Copy every line that holds the string "sample" from the data below.

Top of RAW DATA

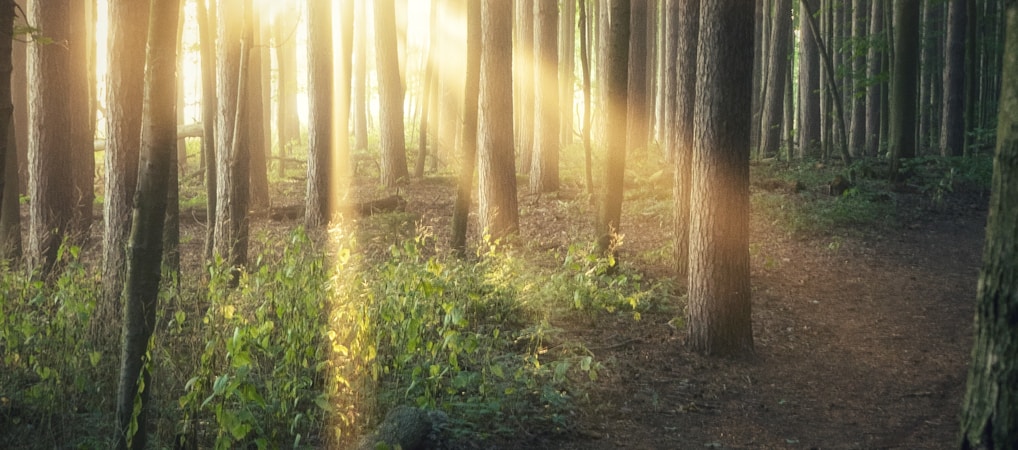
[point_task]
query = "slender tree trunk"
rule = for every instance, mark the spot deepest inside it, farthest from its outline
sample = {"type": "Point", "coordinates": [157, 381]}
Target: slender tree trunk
{"type": "Point", "coordinates": [498, 210]}
{"type": "Point", "coordinates": [470, 93]}
{"type": "Point", "coordinates": [617, 83]}
{"type": "Point", "coordinates": [393, 148]}
{"type": "Point", "coordinates": [159, 136]}
{"type": "Point", "coordinates": [903, 88]}
{"type": "Point", "coordinates": [953, 124]}
{"type": "Point", "coordinates": [809, 87]}
{"type": "Point", "coordinates": [685, 101]}
{"type": "Point", "coordinates": [987, 418]}
{"type": "Point", "coordinates": [719, 318]}
{"type": "Point", "coordinates": [545, 161]}
{"type": "Point", "coordinates": [775, 88]}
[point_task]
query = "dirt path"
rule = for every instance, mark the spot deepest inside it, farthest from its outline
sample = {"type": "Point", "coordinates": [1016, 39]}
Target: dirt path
{"type": "Point", "coordinates": [861, 342]}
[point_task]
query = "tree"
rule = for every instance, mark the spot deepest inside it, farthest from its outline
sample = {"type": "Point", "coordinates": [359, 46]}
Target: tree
{"type": "Point", "coordinates": [470, 93]}
{"type": "Point", "coordinates": [809, 86]}
{"type": "Point", "coordinates": [953, 116]}
{"type": "Point", "coordinates": [682, 129]}
{"type": "Point", "coordinates": [498, 211]}
{"type": "Point", "coordinates": [777, 64]}
{"type": "Point", "coordinates": [637, 78]}
{"type": "Point", "coordinates": [719, 318]}
{"type": "Point", "coordinates": [393, 149]}
{"type": "Point", "coordinates": [545, 160]}
{"type": "Point", "coordinates": [903, 78]}
{"type": "Point", "coordinates": [50, 145]}
{"type": "Point", "coordinates": [232, 158]}
{"type": "Point", "coordinates": [987, 418]}
{"type": "Point", "coordinates": [159, 137]}
{"type": "Point", "coordinates": [321, 108]}
{"type": "Point", "coordinates": [610, 214]}
{"type": "Point", "coordinates": [128, 19]}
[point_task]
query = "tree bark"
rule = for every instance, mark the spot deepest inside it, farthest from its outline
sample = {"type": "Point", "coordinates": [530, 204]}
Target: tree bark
{"type": "Point", "coordinates": [719, 320]}
{"type": "Point", "coordinates": [617, 83]}
{"type": "Point", "coordinates": [393, 150]}
{"type": "Point", "coordinates": [144, 267]}
{"type": "Point", "coordinates": [953, 124]}
{"type": "Point", "coordinates": [498, 210]}
{"type": "Point", "coordinates": [470, 93]}
{"type": "Point", "coordinates": [545, 160]}
{"type": "Point", "coordinates": [987, 418]}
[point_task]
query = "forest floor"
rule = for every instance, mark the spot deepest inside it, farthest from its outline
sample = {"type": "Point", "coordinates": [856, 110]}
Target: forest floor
{"type": "Point", "coordinates": [862, 336]}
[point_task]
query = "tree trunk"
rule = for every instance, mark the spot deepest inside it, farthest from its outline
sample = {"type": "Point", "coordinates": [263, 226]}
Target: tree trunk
{"type": "Point", "coordinates": [953, 124]}
{"type": "Point", "coordinates": [567, 24]}
{"type": "Point", "coordinates": [903, 78]}
{"type": "Point", "coordinates": [685, 93]}
{"type": "Point", "coordinates": [874, 69]}
{"type": "Point", "coordinates": [719, 319]}
{"type": "Point", "coordinates": [393, 150]}
{"type": "Point", "coordinates": [470, 93]}
{"type": "Point", "coordinates": [159, 137]}
{"type": "Point", "coordinates": [636, 96]}
{"type": "Point", "coordinates": [498, 211]}
{"type": "Point", "coordinates": [53, 198]}
{"type": "Point", "coordinates": [545, 160]}
{"type": "Point", "coordinates": [987, 418]}
{"type": "Point", "coordinates": [210, 106]}
{"type": "Point", "coordinates": [232, 159]}
{"type": "Point", "coordinates": [775, 89]}
{"type": "Point", "coordinates": [809, 86]}
{"type": "Point", "coordinates": [617, 83]}
{"type": "Point", "coordinates": [320, 116]}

Bottom of RAW DATA

-- FINISHED TASK --
sample = {"type": "Point", "coordinates": [157, 381]}
sample = {"type": "Point", "coordinates": [1016, 39]}
sample = {"type": "Point", "coordinates": [359, 46]}
sample = {"type": "Point", "coordinates": [530, 204]}
sample = {"type": "Point", "coordinates": [856, 110]}
sample = {"type": "Point", "coordinates": [263, 226]}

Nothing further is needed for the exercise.